- Travail demandé:
A - Traduisez en anglais cette phrase de l'extrait sur les Jushâm : « Depuis l'époque de leur déportation, les Jushâm ont cessé de fréquenter le Désert avec leurs troupeaux, et ayant renoncé à la vie nomade, ils ont pris des habitations fixes dans le Maghreb. »
B - Recopiez le passage de l'extrait sur les Jushâm qui va de « Depuis l’époque de » jusqu'à « de leurs ravages. » inclus.

- Extrait:
============
Ibn Khaldûn, I, p.59-66, Tribus Arabes Jushâm des plaines du Tamsna, Habat (Gharb) et Tadla, v. 1380

 

La population mélangée, qui a reçu le nom des Jushâm, et qui existe encore dans le Maghreb, se compose de fractions de plusieurs tribus, telles que les Qurra, les ‘Asim, les Muqaddam, les Athbaj, les Khult et les Jushâm. Jushâm, l’aïeul de ces derniers et celui dont le nom a fini par s’appliquer à cette réunion de tribus, était fils de Mu‘awiya b. Bakr b. Hawazin.

Après la conquête de l’Ifrîqiya par les Almohades, toutes les tribus arabes firent leur soumission, les unes de bon gré, les autres contraintes par la force des armes ; mais elles abandonnèrent le parti de cette dynastie lors de l’insurrection suscitée par Ibn Ghanîa. Sous le règne d’Al-Mansour, elles rentrèrent dans l’obéissance, et ce souverain transporta en Maghreb toutes celles qui se distinguaient par leur nombre, leur puissance et leurs habitudes nomades. Il y fit passer les ‘Asim et les Muqaddim, branches des Athbaj, qui formaient plusieurs familles, ainsi que les Jushâm, tribu dont le nom s’appliqua, dans la suite, à toute les autres qui l’avaient accompagnée. Il établit les Riyâh dans le Habat et les Jushâm dans le Tamsna, vaste plaine qui s’étend depuis Salé jusqu’à Marrakesh.

Le Tamsna forme le centre du Maghrib al-Aqsa, et il est la seule partie de ce pays qui soit bien éloignée des routes qui mènent au Désert. En effet, le Mont Deren le protège de ce côté et s’oppose, par sa hauteur énorme, à toute communication avec ces régions solitaires.

Depuis l’époque de leur déportation, les Jushâm ont cessé de fréquenter le Désert avec leurs troupeaux, et ayant renoncé à la vie nomade, ils ont pris des habitations fixes dans le Maghreb.

Ils se partagent en trois branches, les Khult, les Sufyan et les Bni Jâbir. Pendant toute la durée de la dynastie almohade, la famille Jarmûn exerça le commandement chez les Sufyân. Appelés au secours de la dynastie de ‘Abd al-Mu’min dont la puissance commençait à décliner, les Jushâm, forts par leur nombre et animés encore de l’esprit d’indépendance qu’ils avaient contracté pendant leur ancien genre de vie, se mirent à dominer l’empire, pousser les princes du sang à l’insurrection, se montrer tantôt amis, tantôt ennemis du khalifat de Marrakech et imprimer partout les traces de leurs ravages.
============
- Extraits des entrées:
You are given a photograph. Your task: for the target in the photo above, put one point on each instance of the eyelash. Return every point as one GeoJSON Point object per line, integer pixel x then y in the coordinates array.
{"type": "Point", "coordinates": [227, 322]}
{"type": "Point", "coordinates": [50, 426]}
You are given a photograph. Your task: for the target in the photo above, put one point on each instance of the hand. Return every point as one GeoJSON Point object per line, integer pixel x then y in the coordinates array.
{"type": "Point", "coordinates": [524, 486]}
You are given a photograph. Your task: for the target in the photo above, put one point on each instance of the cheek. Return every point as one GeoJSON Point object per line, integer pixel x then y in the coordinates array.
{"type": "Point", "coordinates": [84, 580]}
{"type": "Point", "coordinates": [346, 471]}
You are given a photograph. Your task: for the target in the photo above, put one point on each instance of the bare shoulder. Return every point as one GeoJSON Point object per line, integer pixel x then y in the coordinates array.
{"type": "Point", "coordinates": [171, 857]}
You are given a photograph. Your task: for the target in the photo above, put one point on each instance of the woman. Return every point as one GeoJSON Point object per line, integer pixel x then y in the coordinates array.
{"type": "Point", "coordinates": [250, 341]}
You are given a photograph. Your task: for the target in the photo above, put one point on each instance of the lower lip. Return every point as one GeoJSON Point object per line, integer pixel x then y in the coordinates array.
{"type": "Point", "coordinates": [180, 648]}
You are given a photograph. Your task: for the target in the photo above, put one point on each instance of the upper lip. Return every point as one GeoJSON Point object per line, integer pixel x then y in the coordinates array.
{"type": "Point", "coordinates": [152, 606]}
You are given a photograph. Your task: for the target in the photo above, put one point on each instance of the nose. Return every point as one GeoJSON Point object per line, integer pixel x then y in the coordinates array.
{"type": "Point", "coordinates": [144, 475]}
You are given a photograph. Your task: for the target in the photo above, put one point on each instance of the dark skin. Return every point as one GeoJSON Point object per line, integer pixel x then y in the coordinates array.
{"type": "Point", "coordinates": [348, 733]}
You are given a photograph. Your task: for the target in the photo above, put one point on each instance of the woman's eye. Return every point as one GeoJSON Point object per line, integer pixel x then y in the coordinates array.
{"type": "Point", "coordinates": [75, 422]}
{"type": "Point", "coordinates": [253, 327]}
============
- Réponses par tâche:
A - Since the time of their deportation, the Jushâm have stopped frequenting the Desert with their herds, and, having given up the nomadic life, they have taken up fixed dwellings in the Maghreb.

B -
Depuis l’époque de leur déportation, les Jushâm ont cessé de fréquenter le Désert avec leurs troupeaux, et ayant renoncé à la vie nomade, ils ont pris des habitations fixes dans le Maghreb.

Ils se partagent en trois branches, les Khult, les Sufyan et les Bni Jâbir. Pendant toute la durée de la dynastie almohade, la famille Jarmûn exerça le commandement chez les Sufyân. Appelés au secours de la dynastie de ‘Abd al-Mu’min dont la puissance commençait à décliner, les Jushâm, forts par leur nombre et animés encore de l’esprit d’indépendance qu’ils avaient contracté pendant leur ancien genre de vie, se mirent à dominer l’empire, pousser les princes du sang à l’insurrection, se montrer tantôt amis, tantôt ennemis du khalifat de Marrakech et imprimer partout les traces de leurs ravages.